START Records shown
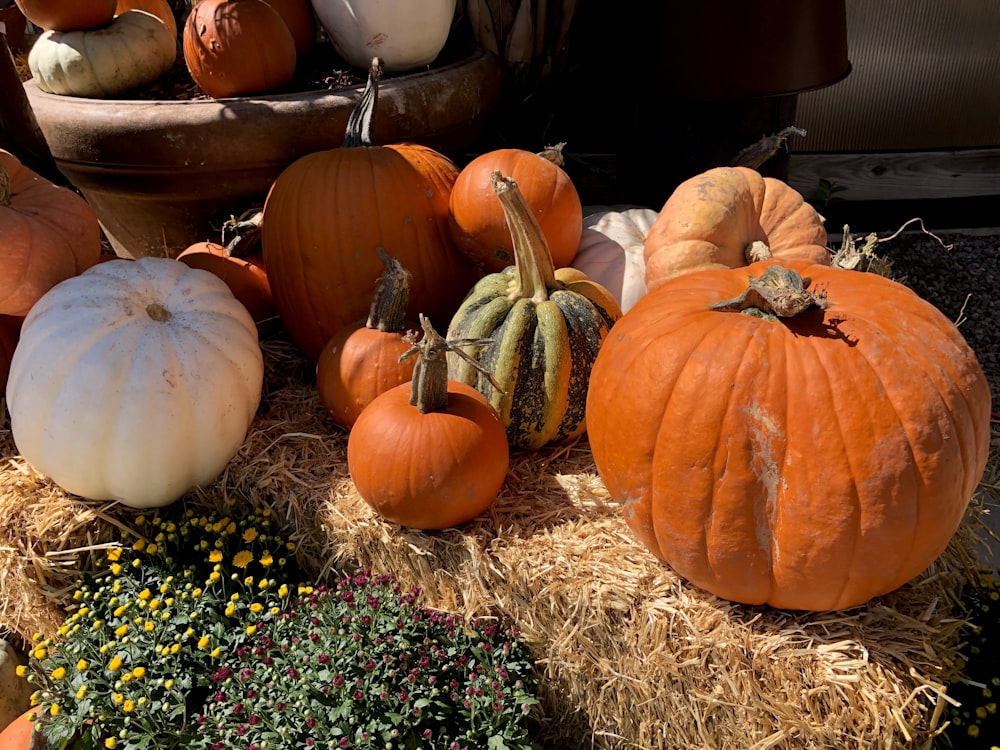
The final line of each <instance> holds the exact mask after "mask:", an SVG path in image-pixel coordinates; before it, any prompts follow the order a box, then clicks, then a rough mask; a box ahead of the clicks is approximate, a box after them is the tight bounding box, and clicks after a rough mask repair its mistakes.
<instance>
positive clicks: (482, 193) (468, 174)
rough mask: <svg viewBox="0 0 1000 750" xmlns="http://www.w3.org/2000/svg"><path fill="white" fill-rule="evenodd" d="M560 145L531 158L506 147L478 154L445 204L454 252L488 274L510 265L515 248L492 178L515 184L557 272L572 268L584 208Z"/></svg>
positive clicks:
END Records shown
Work order — Give all of the data above as a JSON list of strings, one string per line, with blank lines omitted. Leave the pictures out.

Exercise result —
[
  "The final line of each <instance> holds the exact mask after \"mask:\", an SVG path in image-pixel coordinates; before it, any prompts follow the order a box, then clicks, then a rough mask; a box ahead of the clicks is approximate, a box after them is the tight bounding box, and clicks after a rough mask repair its mistakes.",
  "<instance>",
  "positive clicks: (482, 193) (468, 174)",
  "rough mask: <svg viewBox=\"0 0 1000 750\" xmlns=\"http://www.w3.org/2000/svg\"><path fill=\"white\" fill-rule=\"evenodd\" d=\"M560 145L531 158L506 147L478 154L445 204L454 252L488 274L510 265L515 248L492 178L515 184L557 272L572 268L584 208Z\"/></svg>",
  "positive clicks:"
]